*** Provided records Section Begins ***
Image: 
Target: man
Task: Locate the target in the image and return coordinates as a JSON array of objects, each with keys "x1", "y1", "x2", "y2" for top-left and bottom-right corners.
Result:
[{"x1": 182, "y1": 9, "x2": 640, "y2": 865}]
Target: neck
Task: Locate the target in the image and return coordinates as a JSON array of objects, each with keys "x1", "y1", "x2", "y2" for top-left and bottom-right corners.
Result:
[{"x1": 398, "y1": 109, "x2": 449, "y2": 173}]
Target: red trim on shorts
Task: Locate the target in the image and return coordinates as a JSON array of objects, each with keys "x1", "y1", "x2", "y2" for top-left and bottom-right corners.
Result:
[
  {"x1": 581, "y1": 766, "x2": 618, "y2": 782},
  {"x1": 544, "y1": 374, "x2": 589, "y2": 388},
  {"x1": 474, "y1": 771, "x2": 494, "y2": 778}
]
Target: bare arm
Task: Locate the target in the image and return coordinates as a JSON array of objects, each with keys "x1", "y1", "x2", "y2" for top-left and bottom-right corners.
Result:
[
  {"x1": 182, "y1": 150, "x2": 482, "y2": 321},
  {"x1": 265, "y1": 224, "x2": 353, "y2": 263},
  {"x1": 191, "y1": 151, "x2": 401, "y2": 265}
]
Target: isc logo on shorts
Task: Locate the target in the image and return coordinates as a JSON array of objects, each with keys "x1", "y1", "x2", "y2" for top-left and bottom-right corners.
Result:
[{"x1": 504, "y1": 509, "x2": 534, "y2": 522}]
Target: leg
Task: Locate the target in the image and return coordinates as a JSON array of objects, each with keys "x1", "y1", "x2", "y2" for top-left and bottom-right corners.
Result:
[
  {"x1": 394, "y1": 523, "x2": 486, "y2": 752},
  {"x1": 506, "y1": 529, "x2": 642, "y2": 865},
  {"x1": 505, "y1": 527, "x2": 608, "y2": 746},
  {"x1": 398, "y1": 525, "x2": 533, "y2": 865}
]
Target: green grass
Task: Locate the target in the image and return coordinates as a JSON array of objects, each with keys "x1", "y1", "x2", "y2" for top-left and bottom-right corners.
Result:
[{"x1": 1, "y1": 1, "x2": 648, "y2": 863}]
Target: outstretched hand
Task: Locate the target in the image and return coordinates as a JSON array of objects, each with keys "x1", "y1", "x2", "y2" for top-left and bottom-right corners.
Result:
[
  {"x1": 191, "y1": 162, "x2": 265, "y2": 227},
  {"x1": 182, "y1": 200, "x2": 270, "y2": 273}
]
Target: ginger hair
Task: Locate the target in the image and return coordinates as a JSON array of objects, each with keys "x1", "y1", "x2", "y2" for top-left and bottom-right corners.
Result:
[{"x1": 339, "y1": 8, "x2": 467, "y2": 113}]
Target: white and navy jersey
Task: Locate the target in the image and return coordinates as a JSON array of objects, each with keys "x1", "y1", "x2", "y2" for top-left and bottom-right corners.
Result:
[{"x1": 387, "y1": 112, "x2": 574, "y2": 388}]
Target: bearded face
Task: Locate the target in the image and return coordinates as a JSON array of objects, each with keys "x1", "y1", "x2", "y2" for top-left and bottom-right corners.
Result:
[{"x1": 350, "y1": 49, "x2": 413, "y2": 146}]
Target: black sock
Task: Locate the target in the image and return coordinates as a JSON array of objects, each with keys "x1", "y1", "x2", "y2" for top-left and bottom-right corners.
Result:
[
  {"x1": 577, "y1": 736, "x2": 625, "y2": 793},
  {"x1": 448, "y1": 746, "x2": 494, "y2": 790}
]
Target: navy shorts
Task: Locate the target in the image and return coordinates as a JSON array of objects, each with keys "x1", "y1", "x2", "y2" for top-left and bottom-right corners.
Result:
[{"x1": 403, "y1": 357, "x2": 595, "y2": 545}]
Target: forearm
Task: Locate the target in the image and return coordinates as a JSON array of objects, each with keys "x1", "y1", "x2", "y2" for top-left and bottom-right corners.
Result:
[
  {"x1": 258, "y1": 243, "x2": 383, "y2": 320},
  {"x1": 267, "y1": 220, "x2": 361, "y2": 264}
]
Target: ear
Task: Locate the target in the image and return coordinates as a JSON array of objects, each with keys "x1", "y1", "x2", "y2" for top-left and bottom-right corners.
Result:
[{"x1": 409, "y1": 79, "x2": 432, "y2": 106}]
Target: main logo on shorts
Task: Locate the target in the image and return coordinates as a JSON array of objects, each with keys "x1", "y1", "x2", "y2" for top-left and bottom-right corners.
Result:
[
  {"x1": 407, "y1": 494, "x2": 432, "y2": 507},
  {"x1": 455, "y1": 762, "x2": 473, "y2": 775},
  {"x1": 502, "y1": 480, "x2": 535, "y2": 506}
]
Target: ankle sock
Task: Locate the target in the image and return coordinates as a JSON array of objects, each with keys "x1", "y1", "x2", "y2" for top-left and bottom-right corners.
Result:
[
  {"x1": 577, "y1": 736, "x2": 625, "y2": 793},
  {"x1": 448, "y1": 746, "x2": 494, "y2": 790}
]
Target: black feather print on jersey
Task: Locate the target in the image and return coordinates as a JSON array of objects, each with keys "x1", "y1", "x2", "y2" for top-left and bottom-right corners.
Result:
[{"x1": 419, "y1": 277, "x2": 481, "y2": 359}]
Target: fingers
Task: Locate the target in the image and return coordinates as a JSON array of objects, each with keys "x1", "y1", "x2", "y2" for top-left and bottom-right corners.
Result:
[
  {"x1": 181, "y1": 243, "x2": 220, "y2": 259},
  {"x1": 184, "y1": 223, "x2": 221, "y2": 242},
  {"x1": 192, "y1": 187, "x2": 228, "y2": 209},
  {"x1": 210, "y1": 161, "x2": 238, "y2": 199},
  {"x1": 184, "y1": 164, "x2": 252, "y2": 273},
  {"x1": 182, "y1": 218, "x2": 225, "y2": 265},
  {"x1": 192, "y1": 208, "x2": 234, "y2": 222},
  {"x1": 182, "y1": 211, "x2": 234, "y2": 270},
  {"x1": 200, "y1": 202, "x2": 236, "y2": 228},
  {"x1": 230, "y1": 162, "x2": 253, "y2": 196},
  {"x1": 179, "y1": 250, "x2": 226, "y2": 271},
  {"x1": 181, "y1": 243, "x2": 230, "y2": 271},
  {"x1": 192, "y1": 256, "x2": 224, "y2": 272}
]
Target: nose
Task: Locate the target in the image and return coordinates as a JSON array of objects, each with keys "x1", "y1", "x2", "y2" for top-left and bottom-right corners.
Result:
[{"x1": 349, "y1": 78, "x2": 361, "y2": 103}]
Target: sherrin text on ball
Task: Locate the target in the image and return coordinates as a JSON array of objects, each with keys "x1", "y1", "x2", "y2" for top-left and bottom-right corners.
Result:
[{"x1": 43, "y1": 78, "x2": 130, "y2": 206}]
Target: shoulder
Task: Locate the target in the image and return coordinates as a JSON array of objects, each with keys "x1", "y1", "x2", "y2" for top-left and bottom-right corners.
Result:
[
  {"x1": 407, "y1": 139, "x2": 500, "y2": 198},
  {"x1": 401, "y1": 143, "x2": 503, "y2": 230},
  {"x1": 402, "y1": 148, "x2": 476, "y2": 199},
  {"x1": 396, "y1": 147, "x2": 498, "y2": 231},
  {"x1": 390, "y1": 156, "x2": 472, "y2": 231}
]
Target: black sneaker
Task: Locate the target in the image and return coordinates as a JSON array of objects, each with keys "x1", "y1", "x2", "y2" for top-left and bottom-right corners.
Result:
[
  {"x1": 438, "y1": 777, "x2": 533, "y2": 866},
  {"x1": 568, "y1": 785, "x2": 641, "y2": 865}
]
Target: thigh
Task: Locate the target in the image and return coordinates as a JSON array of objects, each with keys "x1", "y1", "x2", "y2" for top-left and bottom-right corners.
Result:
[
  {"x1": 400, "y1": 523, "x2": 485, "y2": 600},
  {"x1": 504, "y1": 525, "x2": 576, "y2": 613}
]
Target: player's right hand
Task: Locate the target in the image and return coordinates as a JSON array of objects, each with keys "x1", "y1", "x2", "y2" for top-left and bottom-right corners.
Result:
*** Provided records Section Ends ***
- _Prompt_
Your task is to repeat the records exactly. Begin at their first line and stop after the line containing "Target: neck".

- _Solution to this problem_
Image: 
Target: man
Task: Locate the target in the image and return coordinates as a JSON array of objects, each with keys "x1", "y1", "x2", "y2" for top-left and bottom-right corners.
Result:
[{"x1": 182, "y1": 9, "x2": 640, "y2": 865}]
Target: neck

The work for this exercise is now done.